◆ GOAL OF THE EXERCISE:
Write down exactly the lines from the one with "Where can the autumn" to the end of the data, first and last included, and no others.

MATERIAL SHOWN Block Start

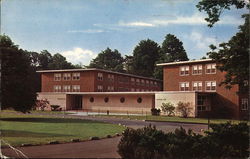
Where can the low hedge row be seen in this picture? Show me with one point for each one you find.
(223, 141)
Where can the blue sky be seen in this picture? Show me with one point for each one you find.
(80, 29)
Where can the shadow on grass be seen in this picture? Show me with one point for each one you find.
(17, 133)
(48, 120)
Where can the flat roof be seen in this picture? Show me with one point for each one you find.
(184, 62)
(96, 69)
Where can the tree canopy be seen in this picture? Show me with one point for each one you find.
(145, 54)
(108, 60)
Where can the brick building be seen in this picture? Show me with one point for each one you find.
(202, 76)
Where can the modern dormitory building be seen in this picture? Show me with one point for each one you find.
(203, 77)
(195, 82)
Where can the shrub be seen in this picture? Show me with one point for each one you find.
(168, 108)
(184, 108)
(225, 141)
(155, 111)
(42, 104)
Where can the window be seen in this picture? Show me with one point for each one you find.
(139, 100)
(210, 85)
(197, 69)
(57, 88)
(202, 103)
(66, 76)
(244, 104)
(184, 86)
(100, 76)
(99, 88)
(66, 88)
(91, 99)
(57, 77)
(106, 99)
(210, 68)
(75, 76)
(184, 70)
(122, 99)
(111, 77)
(197, 86)
(76, 88)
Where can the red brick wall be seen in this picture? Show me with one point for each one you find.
(224, 97)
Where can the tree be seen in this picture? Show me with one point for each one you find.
(168, 108)
(233, 56)
(108, 60)
(145, 55)
(215, 8)
(172, 50)
(17, 77)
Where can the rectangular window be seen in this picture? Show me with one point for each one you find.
(197, 69)
(184, 70)
(99, 88)
(76, 88)
(244, 104)
(66, 88)
(66, 76)
(76, 76)
(197, 86)
(210, 85)
(184, 86)
(57, 88)
(100, 76)
(210, 68)
(57, 77)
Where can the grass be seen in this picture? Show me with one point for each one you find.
(18, 129)
(175, 119)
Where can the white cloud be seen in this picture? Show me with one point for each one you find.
(79, 55)
(87, 31)
(201, 41)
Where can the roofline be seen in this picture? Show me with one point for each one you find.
(95, 69)
(183, 62)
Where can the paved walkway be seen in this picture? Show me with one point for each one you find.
(105, 148)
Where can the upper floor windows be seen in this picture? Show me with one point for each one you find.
(57, 88)
(211, 68)
(100, 76)
(57, 77)
(76, 76)
(184, 86)
(210, 85)
(66, 76)
(76, 88)
(197, 69)
(244, 104)
(184, 70)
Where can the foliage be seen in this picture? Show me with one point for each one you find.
(168, 108)
(222, 142)
(234, 56)
(18, 77)
(184, 108)
(42, 104)
(108, 60)
(155, 111)
(145, 54)
(215, 8)
(171, 50)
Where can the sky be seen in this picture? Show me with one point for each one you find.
(80, 29)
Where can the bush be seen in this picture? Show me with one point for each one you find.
(184, 108)
(168, 108)
(42, 104)
(155, 111)
(225, 141)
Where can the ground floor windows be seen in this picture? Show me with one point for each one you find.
(244, 104)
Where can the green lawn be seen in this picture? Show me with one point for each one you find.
(33, 129)
(174, 119)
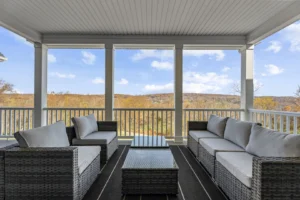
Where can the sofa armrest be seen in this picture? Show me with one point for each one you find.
(275, 177)
(107, 126)
(71, 133)
(41, 172)
(197, 125)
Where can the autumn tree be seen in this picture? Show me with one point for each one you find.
(5, 87)
(265, 103)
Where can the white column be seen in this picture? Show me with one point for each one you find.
(178, 92)
(40, 84)
(109, 82)
(247, 91)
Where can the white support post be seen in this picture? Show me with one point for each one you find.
(40, 84)
(247, 88)
(178, 92)
(109, 82)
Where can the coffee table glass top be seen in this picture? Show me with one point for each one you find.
(150, 159)
(149, 142)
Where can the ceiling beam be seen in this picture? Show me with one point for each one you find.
(282, 19)
(11, 23)
(142, 41)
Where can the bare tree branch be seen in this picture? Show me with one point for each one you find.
(6, 87)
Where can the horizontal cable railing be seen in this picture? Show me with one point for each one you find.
(203, 115)
(15, 119)
(288, 122)
(144, 121)
(66, 114)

MATERIAL SHOWN Block End

◆ RESULT FOR THIS EXERCISE:
Where can the autumn tree be seen in this picture? Show me with one point for each one you find.
(5, 87)
(265, 103)
Where can the white column be seen in this picture? Show me with one point for each one you find.
(178, 92)
(40, 84)
(109, 82)
(247, 91)
Where can the white support post be seen in this picture? Show me with one point for each one you find.
(40, 84)
(247, 88)
(178, 92)
(109, 82)
Where can the coffee table glass top be seen in this picture? Show me with one point for each one you find.
(150, 159)
(149, 142)
Where can the ceiling beam be seen in this picture? Show me with one point for each one you find.
(282, 19)
(11, 23)
(142, 41)
Where can the bare tree branch be seen in this picture? Show me with one point for each one you find.
(6, 87)
Where can the horizontal cable railing be seen in this picture? Show me with one point for each one you find.
(203, 115)
(15, 119)
(288, 122)
(144, 121)
(66, 114)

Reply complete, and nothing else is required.